_THE INPUT:_
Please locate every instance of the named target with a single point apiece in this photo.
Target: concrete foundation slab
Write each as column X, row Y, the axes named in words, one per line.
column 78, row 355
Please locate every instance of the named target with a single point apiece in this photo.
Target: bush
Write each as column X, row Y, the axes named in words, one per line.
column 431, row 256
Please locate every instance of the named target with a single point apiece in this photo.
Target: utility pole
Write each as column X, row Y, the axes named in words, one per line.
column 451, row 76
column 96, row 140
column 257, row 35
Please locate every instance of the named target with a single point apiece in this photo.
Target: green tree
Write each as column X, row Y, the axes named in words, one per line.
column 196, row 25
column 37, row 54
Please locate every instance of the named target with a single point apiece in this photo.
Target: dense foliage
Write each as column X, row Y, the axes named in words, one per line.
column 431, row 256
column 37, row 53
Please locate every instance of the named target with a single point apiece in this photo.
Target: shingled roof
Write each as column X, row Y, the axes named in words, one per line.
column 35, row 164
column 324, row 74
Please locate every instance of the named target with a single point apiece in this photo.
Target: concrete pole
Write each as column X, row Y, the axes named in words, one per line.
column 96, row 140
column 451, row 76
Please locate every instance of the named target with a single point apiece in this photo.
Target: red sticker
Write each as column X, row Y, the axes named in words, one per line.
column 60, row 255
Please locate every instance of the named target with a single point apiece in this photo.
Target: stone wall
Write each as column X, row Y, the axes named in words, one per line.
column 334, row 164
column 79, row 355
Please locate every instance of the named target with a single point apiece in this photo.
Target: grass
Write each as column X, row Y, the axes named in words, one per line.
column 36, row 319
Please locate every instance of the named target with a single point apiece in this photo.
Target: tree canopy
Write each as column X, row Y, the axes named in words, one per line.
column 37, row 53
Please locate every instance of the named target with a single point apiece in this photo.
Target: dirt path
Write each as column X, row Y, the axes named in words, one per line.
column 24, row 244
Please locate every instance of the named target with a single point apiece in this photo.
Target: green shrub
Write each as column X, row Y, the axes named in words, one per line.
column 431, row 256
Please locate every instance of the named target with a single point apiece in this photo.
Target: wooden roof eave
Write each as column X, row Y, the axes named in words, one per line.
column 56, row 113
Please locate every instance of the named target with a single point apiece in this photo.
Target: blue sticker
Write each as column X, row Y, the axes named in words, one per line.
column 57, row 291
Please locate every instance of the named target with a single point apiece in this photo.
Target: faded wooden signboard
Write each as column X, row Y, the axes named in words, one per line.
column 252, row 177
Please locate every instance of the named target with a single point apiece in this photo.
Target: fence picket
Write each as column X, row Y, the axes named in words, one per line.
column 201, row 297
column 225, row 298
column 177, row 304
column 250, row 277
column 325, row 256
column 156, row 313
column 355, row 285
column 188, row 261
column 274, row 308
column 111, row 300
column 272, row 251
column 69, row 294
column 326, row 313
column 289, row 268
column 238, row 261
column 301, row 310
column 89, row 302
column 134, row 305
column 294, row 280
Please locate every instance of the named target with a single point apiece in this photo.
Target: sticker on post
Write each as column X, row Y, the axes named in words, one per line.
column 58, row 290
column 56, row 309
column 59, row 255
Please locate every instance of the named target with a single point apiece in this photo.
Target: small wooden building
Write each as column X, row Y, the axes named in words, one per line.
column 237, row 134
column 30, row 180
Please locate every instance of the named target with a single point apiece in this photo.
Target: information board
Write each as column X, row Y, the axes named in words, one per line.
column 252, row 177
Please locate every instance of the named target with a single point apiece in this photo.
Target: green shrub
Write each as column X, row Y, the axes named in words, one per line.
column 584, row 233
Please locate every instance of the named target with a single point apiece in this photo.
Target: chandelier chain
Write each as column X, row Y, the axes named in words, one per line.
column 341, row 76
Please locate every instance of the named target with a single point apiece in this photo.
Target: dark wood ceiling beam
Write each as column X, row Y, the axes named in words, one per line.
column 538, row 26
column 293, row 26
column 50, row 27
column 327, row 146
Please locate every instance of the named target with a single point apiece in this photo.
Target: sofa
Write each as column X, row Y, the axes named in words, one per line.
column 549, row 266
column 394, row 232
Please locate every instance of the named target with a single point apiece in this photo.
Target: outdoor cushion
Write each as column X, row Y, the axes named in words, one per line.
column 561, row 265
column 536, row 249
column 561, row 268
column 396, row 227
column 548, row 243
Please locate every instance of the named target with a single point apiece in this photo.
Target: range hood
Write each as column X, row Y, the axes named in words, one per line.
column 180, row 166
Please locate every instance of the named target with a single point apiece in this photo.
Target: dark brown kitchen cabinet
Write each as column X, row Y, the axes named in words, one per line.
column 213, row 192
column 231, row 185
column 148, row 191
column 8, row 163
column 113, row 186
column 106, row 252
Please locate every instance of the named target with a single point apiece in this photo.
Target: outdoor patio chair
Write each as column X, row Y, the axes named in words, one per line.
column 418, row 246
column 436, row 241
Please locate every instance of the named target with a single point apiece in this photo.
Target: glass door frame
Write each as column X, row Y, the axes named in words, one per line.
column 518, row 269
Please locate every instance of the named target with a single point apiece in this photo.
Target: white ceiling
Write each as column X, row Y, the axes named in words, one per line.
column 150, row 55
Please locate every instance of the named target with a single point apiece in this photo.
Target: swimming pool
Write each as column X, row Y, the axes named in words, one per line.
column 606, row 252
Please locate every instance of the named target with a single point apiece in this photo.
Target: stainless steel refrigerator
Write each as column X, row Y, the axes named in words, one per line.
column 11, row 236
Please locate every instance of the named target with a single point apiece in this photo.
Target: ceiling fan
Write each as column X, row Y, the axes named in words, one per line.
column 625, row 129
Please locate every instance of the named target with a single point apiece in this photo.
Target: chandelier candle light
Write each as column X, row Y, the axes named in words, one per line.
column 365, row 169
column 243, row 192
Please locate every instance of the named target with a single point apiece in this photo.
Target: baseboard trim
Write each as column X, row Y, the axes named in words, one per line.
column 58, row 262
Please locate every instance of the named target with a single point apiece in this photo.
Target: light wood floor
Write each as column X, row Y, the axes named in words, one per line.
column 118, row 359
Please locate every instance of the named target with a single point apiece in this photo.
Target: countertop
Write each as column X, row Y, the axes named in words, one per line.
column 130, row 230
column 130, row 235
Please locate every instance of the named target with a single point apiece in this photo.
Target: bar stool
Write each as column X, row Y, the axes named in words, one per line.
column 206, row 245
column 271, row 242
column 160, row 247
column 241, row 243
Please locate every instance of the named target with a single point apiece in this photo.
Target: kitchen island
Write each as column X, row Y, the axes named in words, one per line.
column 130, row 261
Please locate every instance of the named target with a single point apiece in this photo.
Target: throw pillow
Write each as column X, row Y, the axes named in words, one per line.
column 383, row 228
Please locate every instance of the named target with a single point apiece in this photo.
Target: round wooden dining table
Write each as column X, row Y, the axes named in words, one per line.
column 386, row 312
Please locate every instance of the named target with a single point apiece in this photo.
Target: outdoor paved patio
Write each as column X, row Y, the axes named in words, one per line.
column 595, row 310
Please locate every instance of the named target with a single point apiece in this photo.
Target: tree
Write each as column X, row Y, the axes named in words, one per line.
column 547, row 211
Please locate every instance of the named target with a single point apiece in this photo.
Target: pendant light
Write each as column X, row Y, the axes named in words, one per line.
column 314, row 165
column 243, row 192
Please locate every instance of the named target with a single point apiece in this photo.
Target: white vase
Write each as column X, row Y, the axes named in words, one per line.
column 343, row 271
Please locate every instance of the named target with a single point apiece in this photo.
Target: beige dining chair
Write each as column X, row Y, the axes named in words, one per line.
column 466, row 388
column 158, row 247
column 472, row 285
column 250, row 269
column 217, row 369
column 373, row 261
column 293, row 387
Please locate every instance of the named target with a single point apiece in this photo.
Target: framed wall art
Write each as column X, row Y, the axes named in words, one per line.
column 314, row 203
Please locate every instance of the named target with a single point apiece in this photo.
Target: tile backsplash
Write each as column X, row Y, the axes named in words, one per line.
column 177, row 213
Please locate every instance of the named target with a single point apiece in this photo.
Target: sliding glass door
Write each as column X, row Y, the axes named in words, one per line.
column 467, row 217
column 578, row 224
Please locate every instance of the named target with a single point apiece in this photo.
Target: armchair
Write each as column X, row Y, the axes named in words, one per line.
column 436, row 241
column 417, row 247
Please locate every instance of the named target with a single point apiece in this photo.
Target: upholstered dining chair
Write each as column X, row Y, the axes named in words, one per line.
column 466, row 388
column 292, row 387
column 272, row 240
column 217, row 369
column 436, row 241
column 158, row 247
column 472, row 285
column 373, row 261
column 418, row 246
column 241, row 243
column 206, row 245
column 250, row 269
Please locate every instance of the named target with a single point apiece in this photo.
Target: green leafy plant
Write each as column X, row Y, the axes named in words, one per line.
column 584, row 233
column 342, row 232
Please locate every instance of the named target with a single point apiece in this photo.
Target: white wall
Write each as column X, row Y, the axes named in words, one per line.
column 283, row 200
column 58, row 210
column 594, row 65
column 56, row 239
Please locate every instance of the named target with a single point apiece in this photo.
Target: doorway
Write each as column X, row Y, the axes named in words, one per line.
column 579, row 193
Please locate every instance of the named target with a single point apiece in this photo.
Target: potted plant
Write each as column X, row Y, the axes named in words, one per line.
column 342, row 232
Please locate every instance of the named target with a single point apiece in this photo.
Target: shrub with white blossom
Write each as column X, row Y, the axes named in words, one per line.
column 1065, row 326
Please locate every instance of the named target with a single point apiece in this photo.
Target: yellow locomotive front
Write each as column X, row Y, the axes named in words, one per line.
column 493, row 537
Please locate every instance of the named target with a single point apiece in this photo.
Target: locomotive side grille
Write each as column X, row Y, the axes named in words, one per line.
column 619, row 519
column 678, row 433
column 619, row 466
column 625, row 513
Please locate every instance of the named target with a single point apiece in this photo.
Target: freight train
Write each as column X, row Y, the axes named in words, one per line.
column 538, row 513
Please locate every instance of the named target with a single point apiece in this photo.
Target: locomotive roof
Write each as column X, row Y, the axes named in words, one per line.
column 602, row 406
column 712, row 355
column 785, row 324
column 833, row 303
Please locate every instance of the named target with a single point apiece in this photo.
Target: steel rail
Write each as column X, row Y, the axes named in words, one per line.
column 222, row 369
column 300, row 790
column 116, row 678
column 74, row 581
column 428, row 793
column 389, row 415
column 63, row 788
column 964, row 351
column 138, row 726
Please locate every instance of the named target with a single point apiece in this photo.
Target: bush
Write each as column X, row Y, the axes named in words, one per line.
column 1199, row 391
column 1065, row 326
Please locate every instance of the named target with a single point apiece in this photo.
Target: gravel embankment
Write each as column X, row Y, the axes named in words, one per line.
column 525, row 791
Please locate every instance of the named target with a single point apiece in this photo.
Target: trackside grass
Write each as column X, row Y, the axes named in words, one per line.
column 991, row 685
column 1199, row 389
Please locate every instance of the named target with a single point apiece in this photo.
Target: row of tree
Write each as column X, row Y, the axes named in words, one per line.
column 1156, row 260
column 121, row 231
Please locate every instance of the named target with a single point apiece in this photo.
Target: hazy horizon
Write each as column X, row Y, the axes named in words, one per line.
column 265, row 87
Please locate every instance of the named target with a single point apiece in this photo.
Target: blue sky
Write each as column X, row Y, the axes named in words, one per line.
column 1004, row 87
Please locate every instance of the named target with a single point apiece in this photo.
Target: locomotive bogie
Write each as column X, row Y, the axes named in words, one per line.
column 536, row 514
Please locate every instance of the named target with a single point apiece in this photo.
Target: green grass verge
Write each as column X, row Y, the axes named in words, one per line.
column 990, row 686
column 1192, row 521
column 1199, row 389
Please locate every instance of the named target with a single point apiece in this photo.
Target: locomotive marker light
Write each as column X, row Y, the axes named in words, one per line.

_HOW TO COMPLETE THIS TASK:_ Look through the material above and pick out each line holding the word "concrete".

_WRITTEN SOLUTION:_
Target: concrete foundation slab
Target: concrete pole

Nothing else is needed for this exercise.